## begin Input material

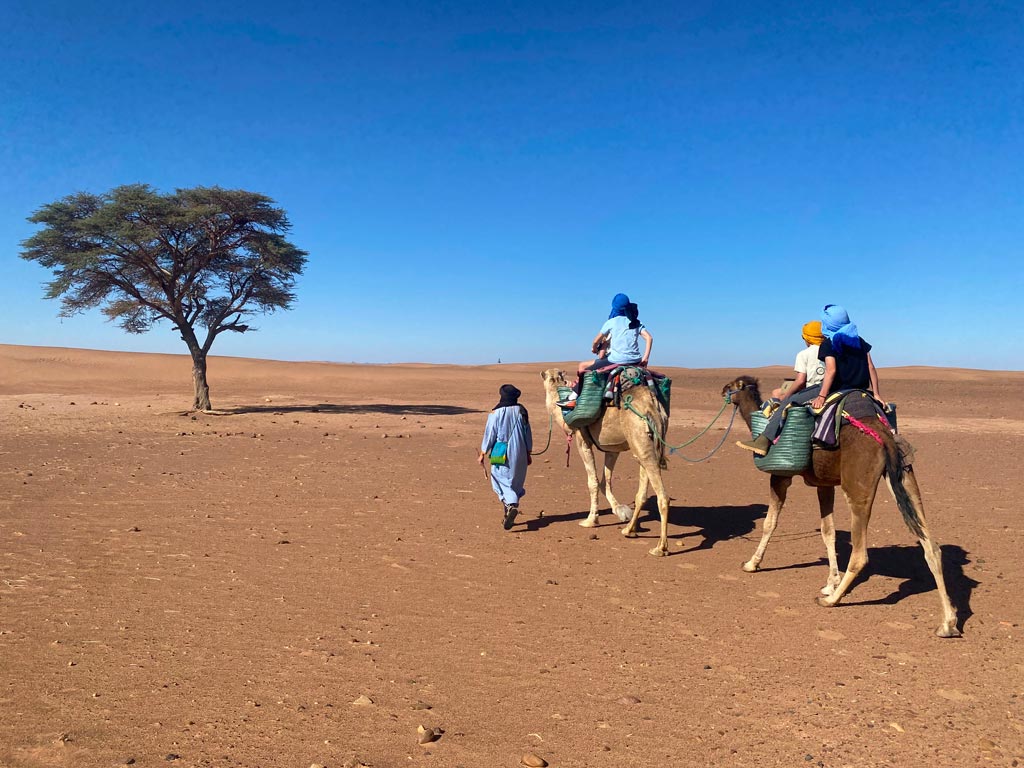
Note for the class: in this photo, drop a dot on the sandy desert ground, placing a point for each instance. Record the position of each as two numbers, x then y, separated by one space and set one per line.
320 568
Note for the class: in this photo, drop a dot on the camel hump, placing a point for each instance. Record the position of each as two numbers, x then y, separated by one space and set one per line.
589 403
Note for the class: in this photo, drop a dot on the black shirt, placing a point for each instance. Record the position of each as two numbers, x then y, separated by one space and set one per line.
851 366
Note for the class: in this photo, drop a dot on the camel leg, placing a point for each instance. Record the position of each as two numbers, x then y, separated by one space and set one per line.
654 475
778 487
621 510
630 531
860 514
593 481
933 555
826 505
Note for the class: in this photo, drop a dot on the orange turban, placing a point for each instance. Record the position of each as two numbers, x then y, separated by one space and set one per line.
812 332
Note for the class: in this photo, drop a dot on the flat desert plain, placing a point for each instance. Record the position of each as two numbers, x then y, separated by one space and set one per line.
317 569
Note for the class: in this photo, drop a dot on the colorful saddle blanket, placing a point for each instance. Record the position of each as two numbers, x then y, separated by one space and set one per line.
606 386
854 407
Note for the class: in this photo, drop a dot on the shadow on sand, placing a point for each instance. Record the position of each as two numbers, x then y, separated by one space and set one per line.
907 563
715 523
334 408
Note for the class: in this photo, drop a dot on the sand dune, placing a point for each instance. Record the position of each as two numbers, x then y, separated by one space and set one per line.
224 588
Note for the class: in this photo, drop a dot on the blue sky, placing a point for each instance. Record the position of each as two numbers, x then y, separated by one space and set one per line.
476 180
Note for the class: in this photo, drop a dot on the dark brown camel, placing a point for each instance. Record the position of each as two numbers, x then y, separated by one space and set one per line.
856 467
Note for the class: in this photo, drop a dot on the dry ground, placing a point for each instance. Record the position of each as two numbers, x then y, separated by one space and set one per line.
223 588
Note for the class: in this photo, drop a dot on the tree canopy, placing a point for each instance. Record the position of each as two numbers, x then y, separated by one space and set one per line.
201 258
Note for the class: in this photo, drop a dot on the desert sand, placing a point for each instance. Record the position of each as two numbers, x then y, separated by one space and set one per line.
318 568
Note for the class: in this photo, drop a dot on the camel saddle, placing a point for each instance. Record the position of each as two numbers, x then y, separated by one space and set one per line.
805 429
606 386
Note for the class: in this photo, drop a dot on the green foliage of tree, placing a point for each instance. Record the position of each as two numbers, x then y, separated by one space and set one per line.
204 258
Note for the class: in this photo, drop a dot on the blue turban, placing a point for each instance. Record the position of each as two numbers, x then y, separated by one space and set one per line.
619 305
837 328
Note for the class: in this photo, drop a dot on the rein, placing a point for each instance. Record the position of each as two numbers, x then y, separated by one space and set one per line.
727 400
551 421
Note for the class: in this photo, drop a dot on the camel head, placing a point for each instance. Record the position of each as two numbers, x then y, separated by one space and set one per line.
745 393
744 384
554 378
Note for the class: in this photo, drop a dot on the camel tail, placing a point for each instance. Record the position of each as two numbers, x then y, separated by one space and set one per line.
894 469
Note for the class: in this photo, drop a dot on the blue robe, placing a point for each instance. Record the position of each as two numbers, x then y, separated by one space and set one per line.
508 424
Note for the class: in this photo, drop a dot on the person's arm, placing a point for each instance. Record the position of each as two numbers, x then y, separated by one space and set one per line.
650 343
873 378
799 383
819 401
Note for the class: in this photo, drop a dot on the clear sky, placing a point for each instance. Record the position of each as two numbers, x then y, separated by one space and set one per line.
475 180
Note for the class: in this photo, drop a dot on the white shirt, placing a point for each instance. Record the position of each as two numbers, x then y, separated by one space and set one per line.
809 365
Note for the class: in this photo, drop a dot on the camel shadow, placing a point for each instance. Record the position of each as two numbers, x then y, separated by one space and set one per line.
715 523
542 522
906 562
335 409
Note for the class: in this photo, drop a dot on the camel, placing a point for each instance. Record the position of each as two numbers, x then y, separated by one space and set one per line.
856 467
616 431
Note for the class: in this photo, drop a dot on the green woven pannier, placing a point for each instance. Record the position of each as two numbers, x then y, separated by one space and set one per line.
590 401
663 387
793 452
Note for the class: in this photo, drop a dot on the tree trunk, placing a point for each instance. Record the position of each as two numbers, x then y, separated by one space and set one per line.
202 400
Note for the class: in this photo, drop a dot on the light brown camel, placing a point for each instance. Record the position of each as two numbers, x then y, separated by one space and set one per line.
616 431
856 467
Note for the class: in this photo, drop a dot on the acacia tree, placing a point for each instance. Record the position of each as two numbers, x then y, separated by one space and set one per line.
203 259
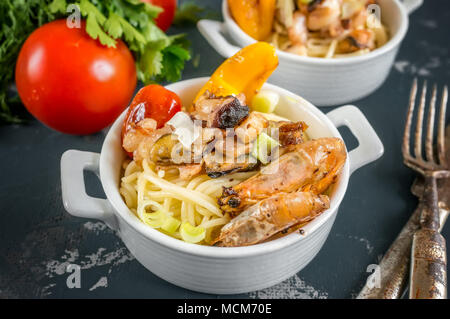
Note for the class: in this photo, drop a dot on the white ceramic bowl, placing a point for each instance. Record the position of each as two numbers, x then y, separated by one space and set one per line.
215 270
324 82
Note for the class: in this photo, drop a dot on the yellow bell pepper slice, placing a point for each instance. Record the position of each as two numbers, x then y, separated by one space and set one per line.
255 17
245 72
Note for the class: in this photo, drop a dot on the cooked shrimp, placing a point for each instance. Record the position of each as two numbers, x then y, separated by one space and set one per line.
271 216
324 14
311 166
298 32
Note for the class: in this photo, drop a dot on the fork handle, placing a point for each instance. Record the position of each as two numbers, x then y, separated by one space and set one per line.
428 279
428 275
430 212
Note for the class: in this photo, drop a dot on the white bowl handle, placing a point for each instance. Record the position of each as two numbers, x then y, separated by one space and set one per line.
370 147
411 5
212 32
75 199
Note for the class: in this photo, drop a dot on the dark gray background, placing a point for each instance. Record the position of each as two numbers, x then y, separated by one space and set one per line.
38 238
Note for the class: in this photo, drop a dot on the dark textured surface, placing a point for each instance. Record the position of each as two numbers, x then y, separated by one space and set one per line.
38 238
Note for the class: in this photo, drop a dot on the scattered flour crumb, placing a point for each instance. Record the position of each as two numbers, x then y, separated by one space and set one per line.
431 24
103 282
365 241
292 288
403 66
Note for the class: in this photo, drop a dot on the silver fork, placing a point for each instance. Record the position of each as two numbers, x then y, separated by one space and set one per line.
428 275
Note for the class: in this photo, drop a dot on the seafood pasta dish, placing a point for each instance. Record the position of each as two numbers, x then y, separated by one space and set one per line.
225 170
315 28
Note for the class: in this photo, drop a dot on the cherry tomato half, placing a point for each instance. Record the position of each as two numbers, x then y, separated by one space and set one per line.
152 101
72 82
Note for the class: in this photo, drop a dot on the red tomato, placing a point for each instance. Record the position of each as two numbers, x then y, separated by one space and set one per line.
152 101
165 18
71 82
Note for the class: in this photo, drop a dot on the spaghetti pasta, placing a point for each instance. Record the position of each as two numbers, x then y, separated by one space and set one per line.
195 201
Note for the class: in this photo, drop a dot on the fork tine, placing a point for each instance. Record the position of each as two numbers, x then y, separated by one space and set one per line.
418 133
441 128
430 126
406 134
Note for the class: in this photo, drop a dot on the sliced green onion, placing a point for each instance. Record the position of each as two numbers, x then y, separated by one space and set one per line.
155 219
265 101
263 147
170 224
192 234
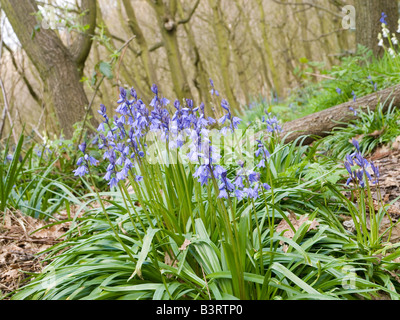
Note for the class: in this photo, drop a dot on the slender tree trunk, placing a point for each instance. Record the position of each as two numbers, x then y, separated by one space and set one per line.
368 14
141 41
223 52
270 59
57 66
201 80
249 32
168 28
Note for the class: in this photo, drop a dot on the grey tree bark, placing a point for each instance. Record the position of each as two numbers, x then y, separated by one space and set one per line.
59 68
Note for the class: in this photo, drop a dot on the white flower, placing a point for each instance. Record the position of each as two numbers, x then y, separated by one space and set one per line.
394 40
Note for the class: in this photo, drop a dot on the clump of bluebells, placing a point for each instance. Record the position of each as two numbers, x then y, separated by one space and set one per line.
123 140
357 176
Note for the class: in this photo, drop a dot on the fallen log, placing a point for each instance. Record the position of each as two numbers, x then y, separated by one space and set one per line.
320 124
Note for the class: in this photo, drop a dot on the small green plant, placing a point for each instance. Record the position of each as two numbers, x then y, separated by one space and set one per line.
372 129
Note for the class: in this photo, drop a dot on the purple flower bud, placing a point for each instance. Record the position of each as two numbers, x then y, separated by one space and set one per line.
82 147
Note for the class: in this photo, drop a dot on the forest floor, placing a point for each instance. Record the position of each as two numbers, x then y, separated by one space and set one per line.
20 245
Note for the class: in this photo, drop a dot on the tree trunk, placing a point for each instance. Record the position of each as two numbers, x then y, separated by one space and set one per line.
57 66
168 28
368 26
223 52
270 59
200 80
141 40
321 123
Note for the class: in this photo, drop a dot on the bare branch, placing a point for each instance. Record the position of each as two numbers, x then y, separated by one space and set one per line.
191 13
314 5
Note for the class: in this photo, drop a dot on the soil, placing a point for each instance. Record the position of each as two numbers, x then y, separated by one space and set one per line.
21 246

## end Input material
## begin Input material

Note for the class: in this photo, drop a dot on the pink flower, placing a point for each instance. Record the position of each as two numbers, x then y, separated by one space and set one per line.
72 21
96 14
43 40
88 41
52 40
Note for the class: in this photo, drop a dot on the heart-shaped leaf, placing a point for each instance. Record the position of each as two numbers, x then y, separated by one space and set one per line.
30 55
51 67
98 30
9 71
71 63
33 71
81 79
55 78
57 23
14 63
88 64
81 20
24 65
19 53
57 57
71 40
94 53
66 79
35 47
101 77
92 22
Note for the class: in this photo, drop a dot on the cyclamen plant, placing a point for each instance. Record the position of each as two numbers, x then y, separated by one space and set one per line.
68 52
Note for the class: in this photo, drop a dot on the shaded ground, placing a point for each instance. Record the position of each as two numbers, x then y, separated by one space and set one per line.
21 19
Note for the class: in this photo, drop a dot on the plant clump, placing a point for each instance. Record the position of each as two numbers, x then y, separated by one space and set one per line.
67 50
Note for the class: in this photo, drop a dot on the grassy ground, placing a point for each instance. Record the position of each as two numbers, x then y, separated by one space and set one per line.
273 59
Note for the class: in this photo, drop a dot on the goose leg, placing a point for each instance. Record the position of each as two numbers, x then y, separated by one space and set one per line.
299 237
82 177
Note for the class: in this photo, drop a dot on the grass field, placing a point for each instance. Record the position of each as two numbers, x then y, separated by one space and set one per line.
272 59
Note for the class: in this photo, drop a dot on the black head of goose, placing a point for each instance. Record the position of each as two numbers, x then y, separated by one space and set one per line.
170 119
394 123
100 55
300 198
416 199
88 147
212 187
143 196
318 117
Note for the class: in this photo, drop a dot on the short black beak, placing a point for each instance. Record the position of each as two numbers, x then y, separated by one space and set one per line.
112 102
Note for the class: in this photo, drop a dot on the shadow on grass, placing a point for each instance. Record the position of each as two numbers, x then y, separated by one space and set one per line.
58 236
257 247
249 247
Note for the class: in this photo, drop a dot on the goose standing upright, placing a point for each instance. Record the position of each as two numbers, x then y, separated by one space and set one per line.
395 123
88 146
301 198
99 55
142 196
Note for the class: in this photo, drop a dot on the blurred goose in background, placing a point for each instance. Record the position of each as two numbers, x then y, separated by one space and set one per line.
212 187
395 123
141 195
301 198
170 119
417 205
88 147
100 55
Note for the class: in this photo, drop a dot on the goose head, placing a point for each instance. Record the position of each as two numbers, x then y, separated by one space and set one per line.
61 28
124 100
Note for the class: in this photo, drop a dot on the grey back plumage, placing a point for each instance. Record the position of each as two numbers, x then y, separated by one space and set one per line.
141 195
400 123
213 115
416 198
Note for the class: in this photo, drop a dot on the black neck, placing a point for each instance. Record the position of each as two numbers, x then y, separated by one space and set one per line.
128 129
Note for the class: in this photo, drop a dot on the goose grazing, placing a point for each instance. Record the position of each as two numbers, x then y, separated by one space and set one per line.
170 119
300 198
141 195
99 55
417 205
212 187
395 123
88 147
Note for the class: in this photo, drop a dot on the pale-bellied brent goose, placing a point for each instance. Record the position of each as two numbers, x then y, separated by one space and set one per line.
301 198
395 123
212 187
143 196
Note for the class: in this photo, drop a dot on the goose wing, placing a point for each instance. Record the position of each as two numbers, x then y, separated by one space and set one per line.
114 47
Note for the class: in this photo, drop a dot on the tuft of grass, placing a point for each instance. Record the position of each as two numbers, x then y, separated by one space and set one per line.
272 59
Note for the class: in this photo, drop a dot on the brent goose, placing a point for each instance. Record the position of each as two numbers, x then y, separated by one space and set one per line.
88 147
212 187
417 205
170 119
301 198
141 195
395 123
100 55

## end Input material

* The problem *
Return each line of the data above that contains the word "brent". Case matters.

* Answer to this exercise *
Note for the class: in this photo, drop a dot on the pale-bellied brent goose, placing a point for each instance. Record the position of each as two numbers, x then y, separated by one space and set one per line.
Note for the class: in this photo, drop a dot on the brent goose, placing a point for each instance. Record the position of each as two numbers, x then y, separated by one space and set one per line.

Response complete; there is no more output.